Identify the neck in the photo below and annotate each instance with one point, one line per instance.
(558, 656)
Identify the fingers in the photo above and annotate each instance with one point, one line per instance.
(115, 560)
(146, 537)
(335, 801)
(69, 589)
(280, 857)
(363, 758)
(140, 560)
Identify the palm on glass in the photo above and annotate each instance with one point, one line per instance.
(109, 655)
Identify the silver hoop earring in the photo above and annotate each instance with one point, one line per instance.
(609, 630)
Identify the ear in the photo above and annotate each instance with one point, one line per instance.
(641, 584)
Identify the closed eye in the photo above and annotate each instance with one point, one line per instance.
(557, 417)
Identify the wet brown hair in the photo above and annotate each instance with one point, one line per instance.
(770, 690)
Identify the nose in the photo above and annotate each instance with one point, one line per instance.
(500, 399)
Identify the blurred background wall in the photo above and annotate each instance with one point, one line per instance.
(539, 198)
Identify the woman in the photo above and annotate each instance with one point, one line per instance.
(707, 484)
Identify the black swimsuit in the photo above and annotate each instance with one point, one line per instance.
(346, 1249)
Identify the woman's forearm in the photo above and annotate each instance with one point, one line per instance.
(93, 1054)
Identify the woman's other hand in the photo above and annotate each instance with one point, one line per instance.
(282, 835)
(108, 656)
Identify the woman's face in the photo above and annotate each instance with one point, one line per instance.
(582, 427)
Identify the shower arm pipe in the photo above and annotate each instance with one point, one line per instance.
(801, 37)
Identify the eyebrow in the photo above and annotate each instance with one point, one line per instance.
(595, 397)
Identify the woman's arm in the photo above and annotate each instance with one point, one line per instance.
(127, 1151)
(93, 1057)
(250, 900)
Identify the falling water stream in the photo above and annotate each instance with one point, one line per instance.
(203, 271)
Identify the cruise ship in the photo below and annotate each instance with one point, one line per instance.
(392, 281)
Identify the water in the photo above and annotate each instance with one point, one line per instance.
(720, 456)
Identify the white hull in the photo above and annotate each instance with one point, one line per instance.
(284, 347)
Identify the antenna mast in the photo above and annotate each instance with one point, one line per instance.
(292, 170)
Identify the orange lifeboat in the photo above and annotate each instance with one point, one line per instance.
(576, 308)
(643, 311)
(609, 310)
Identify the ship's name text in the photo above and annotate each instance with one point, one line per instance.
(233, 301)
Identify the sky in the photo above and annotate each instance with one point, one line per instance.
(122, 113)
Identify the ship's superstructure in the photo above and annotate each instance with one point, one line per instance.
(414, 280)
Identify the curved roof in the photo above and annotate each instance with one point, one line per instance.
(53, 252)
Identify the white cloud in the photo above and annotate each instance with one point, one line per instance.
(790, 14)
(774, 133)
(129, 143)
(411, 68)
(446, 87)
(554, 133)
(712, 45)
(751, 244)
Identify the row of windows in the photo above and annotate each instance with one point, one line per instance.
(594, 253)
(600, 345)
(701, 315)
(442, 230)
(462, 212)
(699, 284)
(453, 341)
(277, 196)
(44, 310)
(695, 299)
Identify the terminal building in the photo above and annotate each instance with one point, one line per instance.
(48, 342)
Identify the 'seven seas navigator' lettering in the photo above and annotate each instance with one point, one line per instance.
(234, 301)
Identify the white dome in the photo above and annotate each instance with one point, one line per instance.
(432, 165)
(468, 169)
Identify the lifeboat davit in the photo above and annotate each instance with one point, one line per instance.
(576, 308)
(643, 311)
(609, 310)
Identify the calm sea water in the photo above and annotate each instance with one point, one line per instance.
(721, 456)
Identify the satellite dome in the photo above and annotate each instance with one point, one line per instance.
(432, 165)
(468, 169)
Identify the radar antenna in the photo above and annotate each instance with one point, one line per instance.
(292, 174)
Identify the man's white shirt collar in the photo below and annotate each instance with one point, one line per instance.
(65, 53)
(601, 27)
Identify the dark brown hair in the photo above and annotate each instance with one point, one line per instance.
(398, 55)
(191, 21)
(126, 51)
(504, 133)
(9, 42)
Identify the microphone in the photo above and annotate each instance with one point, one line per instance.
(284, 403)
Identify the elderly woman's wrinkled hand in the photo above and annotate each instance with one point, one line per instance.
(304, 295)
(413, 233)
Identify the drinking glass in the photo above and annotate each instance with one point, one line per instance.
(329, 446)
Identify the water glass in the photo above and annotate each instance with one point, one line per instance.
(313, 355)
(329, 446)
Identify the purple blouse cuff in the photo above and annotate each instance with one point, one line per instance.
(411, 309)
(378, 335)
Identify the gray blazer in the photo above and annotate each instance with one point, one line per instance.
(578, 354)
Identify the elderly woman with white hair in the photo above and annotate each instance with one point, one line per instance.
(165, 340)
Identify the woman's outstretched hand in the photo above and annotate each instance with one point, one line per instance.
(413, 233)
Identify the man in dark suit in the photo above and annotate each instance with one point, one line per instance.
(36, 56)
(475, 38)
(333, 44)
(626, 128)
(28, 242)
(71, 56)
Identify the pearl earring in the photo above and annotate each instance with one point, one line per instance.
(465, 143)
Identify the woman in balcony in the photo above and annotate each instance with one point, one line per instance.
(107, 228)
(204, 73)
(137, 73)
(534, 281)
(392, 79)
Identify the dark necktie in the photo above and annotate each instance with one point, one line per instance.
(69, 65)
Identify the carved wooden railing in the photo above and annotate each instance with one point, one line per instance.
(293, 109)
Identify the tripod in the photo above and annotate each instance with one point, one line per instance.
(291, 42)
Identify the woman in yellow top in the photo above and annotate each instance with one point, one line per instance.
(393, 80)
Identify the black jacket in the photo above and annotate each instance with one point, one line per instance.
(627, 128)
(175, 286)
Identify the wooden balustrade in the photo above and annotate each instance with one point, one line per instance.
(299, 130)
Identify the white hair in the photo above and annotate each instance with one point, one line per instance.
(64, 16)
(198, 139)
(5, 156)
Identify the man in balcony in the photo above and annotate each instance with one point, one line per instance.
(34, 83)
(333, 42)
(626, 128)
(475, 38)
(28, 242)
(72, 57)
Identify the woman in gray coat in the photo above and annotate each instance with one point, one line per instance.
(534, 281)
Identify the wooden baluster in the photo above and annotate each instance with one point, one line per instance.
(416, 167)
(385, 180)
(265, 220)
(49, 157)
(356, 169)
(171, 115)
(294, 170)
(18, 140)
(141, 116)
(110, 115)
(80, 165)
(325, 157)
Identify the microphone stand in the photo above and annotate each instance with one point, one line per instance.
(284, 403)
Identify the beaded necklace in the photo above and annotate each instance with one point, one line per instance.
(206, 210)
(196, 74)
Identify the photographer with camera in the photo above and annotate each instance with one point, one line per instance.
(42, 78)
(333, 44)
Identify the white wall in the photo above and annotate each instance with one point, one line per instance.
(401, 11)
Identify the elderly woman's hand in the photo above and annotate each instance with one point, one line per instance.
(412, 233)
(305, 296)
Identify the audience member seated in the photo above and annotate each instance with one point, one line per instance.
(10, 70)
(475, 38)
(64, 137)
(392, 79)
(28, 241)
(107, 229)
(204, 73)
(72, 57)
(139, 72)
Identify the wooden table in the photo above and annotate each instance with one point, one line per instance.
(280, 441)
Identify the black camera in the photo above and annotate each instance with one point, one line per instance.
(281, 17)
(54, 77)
####################
Every record above needs to be repeated word for word.

Identify the neck in the photo below and annotate each instance with one point, one line per instance.
(558, 656)
Identify the fingers in the photo above and annotate each instance with one point, one line per instance.
(115, 560)
(146, 537)
(335, 801)
(69, 589)
(280, 857)
(363, 758)
(140, 560)
Identify the palm on glass in the photo above and annotate each instance with one point, one line per instance.
(109, 655)
Identify the silver hoop earring in the photo above and annotate each instance with one point, one line per instance.
(609, 630)
Identify the ear in the photo above and annotate each instance with one point, one line per instance.
(641, 584)
Identify the closed eye in the photo above and annotate each instance with one point, one line per instance.
(557, 417)
Identify the wet brown hair in the photo above and annotate each instance with one point, one line per instance.
(770, 690)
Identify the nose in the photo above and annotate each instance with one point, one line per instance.
(500, 399)
Identify the blurred background wall in the photo above and annotate each instance with one point, one line per instance.
(539, 198)
Identify the woman in the photo above and annotate each instance with one point, one line per instance.
(707, 484)
Identify the black swimsuit in the photo above and annotate each instance with one point, one line per instance.
(346, 1249)
Identify the woman's forearm in the photo above and annotate each instance with one point, one line per instance.
(93, 1054)
Identify the woman's other hand in the photo above and annotate each instance with one point, one line per instance.
(282, 835)
(108, 656)
Identify the woman's face in the photo above and annotate each instance with one point, one line per instance.
(582, 427)
Identify the shower arm pipe in the photo above and annotate each instance with one point, one line per instance.
(801, 37)
Identify the eyebrow in the photo above and annotate each instance with one point, one line per instance.
(595, 397)
Identify the woman's arm in the photo above and annotate each instance with one point, one line per instance.
(127, 1151)
(93, 1057)
(250, 900)
Identify the falling water stream in the photo above and annotate each instance with one point, one line per instance.
(203, 271)
Identify the cruise ship in the photo below and annotate each instance with one point, one line per instance.
(392, 281)
Identify the water in the photo above and annotate each instance with one point, one line per instance.
(720, 456)
Identify the white hull in the photo above and annotate each instance with one point, one line per instance.
(284, 347)
Identify the antenna mast in the photo above and annotate each instance with one point, one line per instance.
(292, 170)
Identify the orange lifeboat in the photo above and annotate each instance with one point, one line per instance.
(576, 308)
(643, 311)
(609, 310)
Identify the ship's name text in the photo above and annotate each instance with one point, one line per instance.
(233, 301)
Identify the sky in the photo above and annotate each instance with one point, one line per instance.
(122, 113)
Identify the ship's superstructure in the photo above and annotate each instance with one point, one line per instance.
(414, 280)
Identify the curved roof in the photo above and annotate each instance with one point, one line per instance.
(53, 252)
Identify the white cloud in the photo above and annotate each instance with one point, one line per instance.
(790, 14)
(774, 133)
(129, 143)
(411, 68)
(446, 87)
(554, 133)
(712, 45)
(751, 244)
Identify the row of windows in the photo above and annotate each instance with one point, one line per instance.
(594, 253)
(600, 345)
(701, 315)
(442, 230)
(462, 212)
(699, 284)
(453, 341)
(277, 196)
(44, 310)
(695, 299)
Identify the terminal building in the photo above and annotate each instance with one point, one line per instance.
(48, 342)
Identify the 'seven seas navigator' lettering in the photo above and annotate each instance with one point, one line per instance.
(234, 301)
Identify the white dome in the photo above and annotate each instance with one point, one line per instance.
(432, 165)
(468, 169)
Identify the lifeboat davit in the photo above and annotate each instance with one point, one line per instance.
(576, 308)
(643, 311)
(609, 310)
Identify the calm sea water in the photo above and annotate each instance with one point, one line per instance.
(721, 456)
Identify the satellite dome in the photo above and annotate each instance with one point, one line per instance.
(432, 165)
(468, 169)
Identify the radar antenna in the photo above and annotate each instance with one point, one line per instance.
(292, 174)
Identify the man's white shirt collar in the photo below and annotate each instance with one point, one line per instance.
(65, 53)
(601, 27)
Identify the dark brown hair in the photo above and annotate each instance with one point, one line per instance.
(398, 55)
(191, 21)
(126, 51)
(504, 133)
(9, 42)
Identify the microphone in the photo above and annotate each instance with one point, one line per instance.
(284, 403)
Identify the elderly woman's wrinkled hand in the photo above and annotate each instance with one point, one line per instance.
(304, 295)
(413, 233)
Identify the drinking glass in the photo above and annotate each instance with one point, one line per instance.
(329, 446)
Identify the water glass in the photo above and annotate each instance with one point, one line per instance.
(313, 355)
(329, 446)
Identify the purple blouse cuff in the photo above and annotate each instance with one point, one line per instance.
(411, 309)
(378, 335)
Identify the gray blazer in the photo above and annotate each instance with one point, one line per instance.
(578, 354)
Identify the elderly woman with white hair in the photo above and annotate each instance with one point, one line per instance.
(165, 340)
Identify the woman's outstretched hand in the photo above and annotate each instance with one point, one line per instance.
(413, 233)
Identify the man in dark suit in the photo above and annotate each instance with one point, one line per instance.
(36, 56)
(475, 38)
(333, 44)
(626, 128)
(28, 242)
(71, 56)
Identify the pearl earring in the photo above and annotate each instance with one point, one line per instance.
(465, 143)
Identify the woman in balcony in the photo above and annotate each instance with one point, one line per instance.
(107, 228)
(204, 73)
(137, 73)
(534, 281)
(392, 79)
Identify the dark necktie in the photo above and annotate each instance with one point, one line per instance.
(69, 65)
Identify the carved wooden railing in the photo above and annotate each instance with one point, one line per instance.
(293, 109)
Identify the tripod in the photo above and annotate each instance with one point, one line per instance.
(291, 42)
Identify the woman in yellow top in the photo above and annotate each instance with one point, one line per instance.
(393, 80)
Identify the black jacket in the photo above and annotate each instance with one point, one line per instance.
(627, 128)
(175, 286)
Identify the wooden balustrade in the photo above and annotate each instance with one point, one line per instance.
(299, 130)
Identify the white hair in the photo above and annotate each instance with one point, one line per instance.
(64, 16)
(198, 139)
(5, 156)
Identify the man in balcony in the photo above and annotate each instance with one point, one line per instance.
(34, 83)
(333, 42)
(626, 128)
(475, 38)
(28, 242)
(72, 57)
Identify the woman in gray coat in the photo above and annotate each instance with one point, one line per instance.
(534, 281)
Identify the wooden baluster in the photo above and annotate each instance with one point, one line per instance.
(416, 167)
(385, 180)
(265, 220)
(49, 157)
(356, 169)
(171, 115)
(294, 170)
(18, 140)
(141, 116)
(110, 115)
(80, 165)
(325, 157)
Identify the microphone stand in the photo above and annotate each instance with one point, one line per instance.
(284, 403)
Identify the beaded necklace in the photo above and annotate each instance with one point, one line per instance.
(206, 210)
(196, 74)
Identify the photographer with camera in the photo above and annotate each instance with one point, one line per instance.
(42, 78)
(333, 44)
Identify the white wall in the photo above and annotate each instance with one point, one line per instance.
(401, 11)
Identify the elderly woman's hand in the photo above and annotate each instance with one point, one line per instance.
(412, 233)
(305, 296)
Identify the audience member seated in the photo above and annotate each instance with one point, one line per instance.
(10, 70)
(475, 38)
(64, 137)
(392, 79)
(28, 241)
(107, 229)
(204, 73)
(72, 57)
(139, 72)
Identify the wooden table in the photo above and annotate each instance with one point, one line per instance.
(280, 441)
Identify the black camera in the photo above and annotate each instance with one point, one line per instance.
(281, 17)
(54, 77)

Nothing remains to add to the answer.